[Opening RECORDS TO USE section]

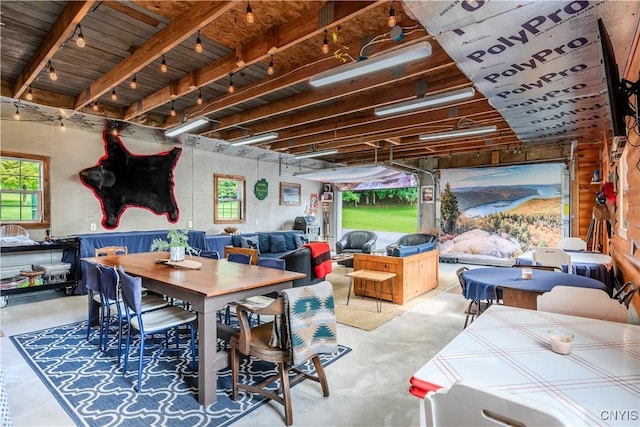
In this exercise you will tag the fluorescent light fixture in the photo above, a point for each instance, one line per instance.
(255, 138)
(427, 101)
(377, 63)
(186, 127)
(459, 132)
(316, 154)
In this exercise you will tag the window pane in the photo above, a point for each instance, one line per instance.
(229, 198)
(21, 190)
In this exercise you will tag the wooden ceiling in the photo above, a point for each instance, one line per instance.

[Closing RECORDS TO USE section]

**ASSIGNMENT**
Output exactly the lines from the one containing "In this exercise you will tag the window" through the last line of the records, both included. Output nothing else.

**ANSWER TO THIS TASK**
In this exercise you will tag the window pane in the photo above, a point for each instance, one line per instance.
(229, 198)
(21, 190)
In this exercise you will tag the wooden ceiling in the photo above, a point for each instance, one line per instance.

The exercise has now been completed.